API¶
mist is comprised of logically distinct components encapsulated by namespaces. Classes access other namespaces via an interface class. Users typically only need to be concerned with classes in the root namespace, whereas developers will need the rest.
mist¶
The root namespace includes composition classes and classes common to the sub-namespaces.
-
class mist::Search¶
Main user interface for mist runtime.
CPP and Python users instantiate this class, load data, and optionally call various configuration methods to define the computation. Computations begin with start(). Maintains state in between runs, such as intermediate value caches for improved performance.
Public Functions
-
void set_measure(std::string const &measure)¶
Set the IT Measure to be computed.
Entropy : Compute only combined entropy.
SymmetricDelta (default) : A novel symmetric measure of shared information. See Sakhanenko, Galas in the literature.
-
void set_probability_algorithm(std::string const &algorithm)¶
Set the algorithm for generating probability distributions.

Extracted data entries
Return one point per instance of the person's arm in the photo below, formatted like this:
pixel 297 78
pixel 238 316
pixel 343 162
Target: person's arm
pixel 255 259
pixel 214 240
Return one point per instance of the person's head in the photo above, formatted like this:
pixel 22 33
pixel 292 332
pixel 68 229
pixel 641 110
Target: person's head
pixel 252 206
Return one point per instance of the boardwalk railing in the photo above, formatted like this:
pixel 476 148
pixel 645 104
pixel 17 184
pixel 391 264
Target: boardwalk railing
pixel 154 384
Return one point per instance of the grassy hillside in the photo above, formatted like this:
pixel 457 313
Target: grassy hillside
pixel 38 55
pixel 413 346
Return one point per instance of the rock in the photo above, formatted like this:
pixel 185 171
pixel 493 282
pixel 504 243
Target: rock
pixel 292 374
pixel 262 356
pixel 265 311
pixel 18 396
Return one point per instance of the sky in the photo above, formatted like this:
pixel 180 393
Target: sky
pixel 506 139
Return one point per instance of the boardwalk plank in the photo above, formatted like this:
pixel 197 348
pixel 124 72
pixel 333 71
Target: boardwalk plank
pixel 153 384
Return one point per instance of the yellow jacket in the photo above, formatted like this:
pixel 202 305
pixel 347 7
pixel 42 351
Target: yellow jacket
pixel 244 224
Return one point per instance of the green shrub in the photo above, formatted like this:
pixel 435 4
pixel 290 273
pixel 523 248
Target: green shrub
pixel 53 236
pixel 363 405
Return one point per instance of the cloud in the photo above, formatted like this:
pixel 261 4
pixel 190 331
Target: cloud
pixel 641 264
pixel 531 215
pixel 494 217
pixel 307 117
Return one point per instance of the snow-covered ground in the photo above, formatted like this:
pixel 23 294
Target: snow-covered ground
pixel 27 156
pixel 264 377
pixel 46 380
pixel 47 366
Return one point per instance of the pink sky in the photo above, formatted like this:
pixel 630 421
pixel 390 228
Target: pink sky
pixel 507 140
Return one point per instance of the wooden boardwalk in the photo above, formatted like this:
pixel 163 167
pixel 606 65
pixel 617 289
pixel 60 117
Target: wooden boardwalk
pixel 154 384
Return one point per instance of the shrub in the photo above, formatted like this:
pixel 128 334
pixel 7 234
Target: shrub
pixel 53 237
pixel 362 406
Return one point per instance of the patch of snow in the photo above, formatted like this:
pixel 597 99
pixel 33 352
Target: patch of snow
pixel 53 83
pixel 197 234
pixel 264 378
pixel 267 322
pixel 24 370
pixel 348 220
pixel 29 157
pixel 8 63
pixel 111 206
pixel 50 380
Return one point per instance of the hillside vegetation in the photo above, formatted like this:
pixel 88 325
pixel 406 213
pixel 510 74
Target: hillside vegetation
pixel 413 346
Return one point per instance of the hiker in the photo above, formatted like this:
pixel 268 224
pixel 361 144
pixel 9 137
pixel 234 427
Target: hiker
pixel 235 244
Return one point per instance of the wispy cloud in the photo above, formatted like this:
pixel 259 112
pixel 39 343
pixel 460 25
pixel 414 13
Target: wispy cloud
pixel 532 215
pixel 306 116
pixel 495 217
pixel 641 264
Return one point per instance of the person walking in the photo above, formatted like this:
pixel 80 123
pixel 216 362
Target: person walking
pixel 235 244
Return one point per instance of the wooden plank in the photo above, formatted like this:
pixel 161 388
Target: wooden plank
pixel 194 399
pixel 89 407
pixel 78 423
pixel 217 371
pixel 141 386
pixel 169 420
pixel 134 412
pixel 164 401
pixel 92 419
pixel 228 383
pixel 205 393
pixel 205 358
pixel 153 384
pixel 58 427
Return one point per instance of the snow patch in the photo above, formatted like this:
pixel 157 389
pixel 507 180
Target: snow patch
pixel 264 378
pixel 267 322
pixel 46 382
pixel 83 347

*Instructions to follow:* Retype the passage of the mist API text between "CPP and Python" and "in the literature.", inclusive. The entries play no part in what comes next and can be set aside.

*Solution for this task:*
CPP and Python users instantiate this class, load data, and optionally call various configuration methods to define the computation. Computations begin with start(). Maintains state in between runs, such as intermediate value caches for improved performance.
Public Functions
-
void set_measure(std::string const &measure)¶
Set the IT Measure to be computed.
Entropy : Compute only combined entropy.
SymmetricDelta (default) : A novel symmetric measure of shared information. See Sakhanenko, Galas in the literature.